**YOUR INSTRUCTIONS:** Reproduce the lines of the records below starting at the line that contains "of the climbing" and ending at the line that contains "<point>908,370</point>", including both of those lines.

━━━━━━━━━━━━━━━━━━━━

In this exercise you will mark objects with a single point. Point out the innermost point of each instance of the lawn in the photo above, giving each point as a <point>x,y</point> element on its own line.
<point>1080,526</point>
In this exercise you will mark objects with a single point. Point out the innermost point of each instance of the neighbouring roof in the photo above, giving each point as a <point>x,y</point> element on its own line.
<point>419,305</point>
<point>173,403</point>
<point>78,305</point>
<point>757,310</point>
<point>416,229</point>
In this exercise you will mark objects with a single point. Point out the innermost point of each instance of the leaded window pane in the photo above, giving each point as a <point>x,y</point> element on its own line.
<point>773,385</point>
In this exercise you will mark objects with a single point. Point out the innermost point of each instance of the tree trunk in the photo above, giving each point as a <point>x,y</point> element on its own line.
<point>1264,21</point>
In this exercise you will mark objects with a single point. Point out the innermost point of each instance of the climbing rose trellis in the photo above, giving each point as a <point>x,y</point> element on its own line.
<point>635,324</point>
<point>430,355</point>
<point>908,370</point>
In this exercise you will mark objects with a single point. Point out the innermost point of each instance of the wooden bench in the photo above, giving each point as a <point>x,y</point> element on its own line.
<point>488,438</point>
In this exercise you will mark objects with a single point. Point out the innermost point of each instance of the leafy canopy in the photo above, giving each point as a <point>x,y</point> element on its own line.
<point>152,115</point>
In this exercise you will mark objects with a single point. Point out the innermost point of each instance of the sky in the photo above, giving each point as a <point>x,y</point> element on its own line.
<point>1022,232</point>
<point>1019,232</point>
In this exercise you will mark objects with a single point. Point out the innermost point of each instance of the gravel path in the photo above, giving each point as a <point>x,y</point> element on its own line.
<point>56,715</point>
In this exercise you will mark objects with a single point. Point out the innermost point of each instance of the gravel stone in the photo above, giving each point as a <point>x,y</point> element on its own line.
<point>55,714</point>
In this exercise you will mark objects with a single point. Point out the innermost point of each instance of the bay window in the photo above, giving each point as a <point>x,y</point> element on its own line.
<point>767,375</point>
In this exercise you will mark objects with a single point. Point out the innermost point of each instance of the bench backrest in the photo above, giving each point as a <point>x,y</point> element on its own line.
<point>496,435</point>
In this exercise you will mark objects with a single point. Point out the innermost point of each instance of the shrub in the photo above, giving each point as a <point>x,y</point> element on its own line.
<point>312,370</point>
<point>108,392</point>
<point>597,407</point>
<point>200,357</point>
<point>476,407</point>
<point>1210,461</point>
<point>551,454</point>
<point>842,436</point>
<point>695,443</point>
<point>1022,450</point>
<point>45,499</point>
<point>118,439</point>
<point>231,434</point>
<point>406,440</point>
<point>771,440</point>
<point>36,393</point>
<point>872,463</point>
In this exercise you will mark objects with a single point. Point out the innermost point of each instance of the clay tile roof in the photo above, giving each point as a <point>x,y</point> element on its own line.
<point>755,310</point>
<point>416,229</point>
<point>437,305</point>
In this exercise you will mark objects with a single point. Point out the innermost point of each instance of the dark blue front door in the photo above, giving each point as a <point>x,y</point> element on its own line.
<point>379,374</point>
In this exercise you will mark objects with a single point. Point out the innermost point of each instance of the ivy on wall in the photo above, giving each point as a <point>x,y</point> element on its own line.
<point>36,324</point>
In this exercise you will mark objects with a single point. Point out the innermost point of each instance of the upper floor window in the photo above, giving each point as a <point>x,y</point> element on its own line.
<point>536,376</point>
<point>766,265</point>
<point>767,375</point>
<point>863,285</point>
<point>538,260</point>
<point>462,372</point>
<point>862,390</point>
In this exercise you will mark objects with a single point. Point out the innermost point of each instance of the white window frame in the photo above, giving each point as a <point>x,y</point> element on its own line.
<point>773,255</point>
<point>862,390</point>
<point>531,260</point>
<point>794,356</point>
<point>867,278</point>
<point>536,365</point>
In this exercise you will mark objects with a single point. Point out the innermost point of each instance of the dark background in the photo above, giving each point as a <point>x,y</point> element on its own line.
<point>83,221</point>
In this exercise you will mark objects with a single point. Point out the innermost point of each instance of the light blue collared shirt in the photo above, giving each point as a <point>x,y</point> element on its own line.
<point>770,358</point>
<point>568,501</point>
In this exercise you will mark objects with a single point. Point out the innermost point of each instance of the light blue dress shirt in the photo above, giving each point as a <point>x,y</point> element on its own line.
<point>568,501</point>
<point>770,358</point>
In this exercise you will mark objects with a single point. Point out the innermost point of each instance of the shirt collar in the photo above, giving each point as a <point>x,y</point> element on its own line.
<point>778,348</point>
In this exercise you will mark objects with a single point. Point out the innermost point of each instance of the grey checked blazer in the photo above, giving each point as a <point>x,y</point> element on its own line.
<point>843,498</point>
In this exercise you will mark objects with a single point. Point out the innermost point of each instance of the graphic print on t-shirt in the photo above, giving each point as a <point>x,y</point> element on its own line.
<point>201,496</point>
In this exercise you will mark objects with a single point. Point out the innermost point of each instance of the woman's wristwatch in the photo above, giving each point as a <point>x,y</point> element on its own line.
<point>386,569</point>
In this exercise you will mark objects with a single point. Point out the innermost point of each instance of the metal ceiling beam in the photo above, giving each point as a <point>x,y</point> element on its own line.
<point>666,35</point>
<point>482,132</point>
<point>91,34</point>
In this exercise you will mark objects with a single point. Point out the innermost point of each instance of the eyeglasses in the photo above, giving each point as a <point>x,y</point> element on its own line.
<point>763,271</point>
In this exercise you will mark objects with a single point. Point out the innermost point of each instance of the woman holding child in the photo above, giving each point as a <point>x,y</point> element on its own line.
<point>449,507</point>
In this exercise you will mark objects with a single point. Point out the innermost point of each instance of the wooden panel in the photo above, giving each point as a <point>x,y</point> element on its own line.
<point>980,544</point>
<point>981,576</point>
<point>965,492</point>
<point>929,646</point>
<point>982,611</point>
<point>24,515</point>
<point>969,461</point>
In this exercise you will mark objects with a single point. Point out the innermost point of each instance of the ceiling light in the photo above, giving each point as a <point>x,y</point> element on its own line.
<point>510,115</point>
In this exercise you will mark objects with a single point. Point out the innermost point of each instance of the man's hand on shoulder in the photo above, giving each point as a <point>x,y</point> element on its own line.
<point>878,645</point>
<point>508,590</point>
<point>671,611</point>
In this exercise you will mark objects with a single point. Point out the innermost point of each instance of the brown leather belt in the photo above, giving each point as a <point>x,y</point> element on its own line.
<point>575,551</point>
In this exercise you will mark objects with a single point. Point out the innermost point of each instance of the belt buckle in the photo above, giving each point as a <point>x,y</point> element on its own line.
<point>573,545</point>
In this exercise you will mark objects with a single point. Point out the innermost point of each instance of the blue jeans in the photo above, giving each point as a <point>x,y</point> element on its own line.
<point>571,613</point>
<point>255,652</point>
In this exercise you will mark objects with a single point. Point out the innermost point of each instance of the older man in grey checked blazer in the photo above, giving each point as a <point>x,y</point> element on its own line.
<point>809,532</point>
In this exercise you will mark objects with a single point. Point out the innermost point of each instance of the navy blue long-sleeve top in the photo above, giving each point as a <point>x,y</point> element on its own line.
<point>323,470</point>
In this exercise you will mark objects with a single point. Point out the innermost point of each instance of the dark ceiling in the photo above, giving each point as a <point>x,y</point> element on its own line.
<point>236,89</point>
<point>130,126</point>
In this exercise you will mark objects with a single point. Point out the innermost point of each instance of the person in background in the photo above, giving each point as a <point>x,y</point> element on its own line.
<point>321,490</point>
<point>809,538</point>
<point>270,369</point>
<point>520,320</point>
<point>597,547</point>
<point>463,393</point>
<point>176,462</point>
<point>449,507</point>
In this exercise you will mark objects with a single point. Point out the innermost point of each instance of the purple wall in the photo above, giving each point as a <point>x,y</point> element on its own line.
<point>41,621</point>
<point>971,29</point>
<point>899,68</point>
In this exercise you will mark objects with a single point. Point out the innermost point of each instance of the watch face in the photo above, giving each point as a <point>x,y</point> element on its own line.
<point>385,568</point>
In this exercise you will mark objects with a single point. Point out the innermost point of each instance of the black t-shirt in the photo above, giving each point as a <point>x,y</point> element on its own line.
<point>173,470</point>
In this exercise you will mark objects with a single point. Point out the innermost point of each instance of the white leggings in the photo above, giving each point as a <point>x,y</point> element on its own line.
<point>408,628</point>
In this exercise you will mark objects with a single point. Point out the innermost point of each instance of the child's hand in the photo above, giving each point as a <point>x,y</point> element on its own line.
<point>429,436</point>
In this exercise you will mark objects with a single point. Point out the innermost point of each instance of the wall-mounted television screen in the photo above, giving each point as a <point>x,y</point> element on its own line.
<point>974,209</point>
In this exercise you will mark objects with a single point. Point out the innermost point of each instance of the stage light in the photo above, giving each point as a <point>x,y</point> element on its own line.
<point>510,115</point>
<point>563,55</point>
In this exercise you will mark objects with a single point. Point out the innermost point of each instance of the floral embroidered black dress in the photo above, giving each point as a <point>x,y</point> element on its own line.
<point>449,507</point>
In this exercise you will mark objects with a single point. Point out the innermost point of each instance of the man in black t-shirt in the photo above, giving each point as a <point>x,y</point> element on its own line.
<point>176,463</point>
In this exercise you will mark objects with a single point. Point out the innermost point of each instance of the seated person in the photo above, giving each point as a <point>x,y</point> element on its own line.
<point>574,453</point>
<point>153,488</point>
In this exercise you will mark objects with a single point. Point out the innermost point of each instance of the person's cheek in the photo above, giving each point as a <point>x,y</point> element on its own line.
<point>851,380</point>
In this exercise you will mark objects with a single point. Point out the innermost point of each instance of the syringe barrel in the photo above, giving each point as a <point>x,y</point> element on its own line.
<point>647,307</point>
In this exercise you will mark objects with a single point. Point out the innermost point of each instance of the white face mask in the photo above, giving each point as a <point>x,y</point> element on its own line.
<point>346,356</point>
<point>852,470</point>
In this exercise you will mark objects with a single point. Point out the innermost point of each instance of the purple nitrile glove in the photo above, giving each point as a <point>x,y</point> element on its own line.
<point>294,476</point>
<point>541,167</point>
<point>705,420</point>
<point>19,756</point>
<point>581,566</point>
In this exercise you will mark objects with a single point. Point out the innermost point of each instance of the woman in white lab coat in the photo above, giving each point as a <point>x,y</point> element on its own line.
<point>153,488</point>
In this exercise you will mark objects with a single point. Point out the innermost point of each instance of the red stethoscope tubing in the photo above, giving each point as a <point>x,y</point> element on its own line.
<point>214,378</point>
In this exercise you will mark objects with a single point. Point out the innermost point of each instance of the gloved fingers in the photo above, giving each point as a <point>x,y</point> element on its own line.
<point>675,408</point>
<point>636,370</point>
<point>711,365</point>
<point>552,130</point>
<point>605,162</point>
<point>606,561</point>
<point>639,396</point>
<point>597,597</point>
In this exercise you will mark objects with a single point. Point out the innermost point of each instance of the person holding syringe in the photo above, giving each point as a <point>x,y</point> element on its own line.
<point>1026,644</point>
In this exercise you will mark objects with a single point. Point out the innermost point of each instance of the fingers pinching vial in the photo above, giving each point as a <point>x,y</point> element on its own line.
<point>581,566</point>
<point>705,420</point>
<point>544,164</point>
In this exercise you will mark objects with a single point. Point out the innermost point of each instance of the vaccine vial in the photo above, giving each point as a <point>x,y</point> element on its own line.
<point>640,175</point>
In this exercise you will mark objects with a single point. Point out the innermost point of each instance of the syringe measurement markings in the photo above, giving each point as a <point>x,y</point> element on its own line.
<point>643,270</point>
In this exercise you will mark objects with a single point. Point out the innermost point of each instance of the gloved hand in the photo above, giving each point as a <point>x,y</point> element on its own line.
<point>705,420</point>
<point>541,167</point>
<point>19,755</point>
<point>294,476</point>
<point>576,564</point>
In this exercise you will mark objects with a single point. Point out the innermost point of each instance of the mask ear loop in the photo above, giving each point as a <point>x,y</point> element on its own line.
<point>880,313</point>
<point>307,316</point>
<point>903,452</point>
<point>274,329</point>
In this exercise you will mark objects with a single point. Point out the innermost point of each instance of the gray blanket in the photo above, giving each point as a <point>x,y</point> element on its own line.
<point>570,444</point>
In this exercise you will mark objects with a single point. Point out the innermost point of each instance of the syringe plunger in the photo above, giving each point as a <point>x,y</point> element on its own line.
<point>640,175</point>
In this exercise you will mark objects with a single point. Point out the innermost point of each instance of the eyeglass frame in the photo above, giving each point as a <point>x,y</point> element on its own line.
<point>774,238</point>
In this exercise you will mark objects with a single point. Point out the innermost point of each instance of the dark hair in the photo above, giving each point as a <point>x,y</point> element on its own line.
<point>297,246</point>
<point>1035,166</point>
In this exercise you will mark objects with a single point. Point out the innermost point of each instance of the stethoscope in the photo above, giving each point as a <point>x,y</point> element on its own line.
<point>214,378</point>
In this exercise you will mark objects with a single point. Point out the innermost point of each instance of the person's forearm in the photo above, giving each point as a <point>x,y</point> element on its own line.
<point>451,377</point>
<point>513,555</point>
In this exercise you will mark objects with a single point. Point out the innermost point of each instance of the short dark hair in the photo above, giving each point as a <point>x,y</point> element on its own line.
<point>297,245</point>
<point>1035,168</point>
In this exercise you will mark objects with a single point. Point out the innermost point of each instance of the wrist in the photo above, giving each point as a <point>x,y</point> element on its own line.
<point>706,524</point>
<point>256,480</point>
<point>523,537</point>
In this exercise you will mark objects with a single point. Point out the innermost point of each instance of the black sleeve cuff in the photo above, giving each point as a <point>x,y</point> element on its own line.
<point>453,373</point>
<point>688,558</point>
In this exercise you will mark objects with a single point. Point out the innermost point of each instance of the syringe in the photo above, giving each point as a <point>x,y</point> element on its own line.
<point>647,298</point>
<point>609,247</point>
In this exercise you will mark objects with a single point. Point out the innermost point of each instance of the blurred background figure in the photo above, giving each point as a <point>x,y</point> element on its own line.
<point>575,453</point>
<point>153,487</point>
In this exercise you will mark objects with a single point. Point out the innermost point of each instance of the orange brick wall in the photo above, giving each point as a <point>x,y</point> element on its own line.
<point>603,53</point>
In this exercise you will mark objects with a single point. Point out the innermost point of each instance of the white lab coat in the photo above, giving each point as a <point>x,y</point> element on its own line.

━━━━━━━━━━━━━━━━━━━━

**COMPLETE RESPONSE:**
In this exercise you will mark objects with a single point. Point out the innermost point of each instance of the climbing rose trellis in the photo above, giving each point as a <point>x,y</point> element on its own line.
<point>635,324</point>
<point>430,355</point>
<point>908,370</point>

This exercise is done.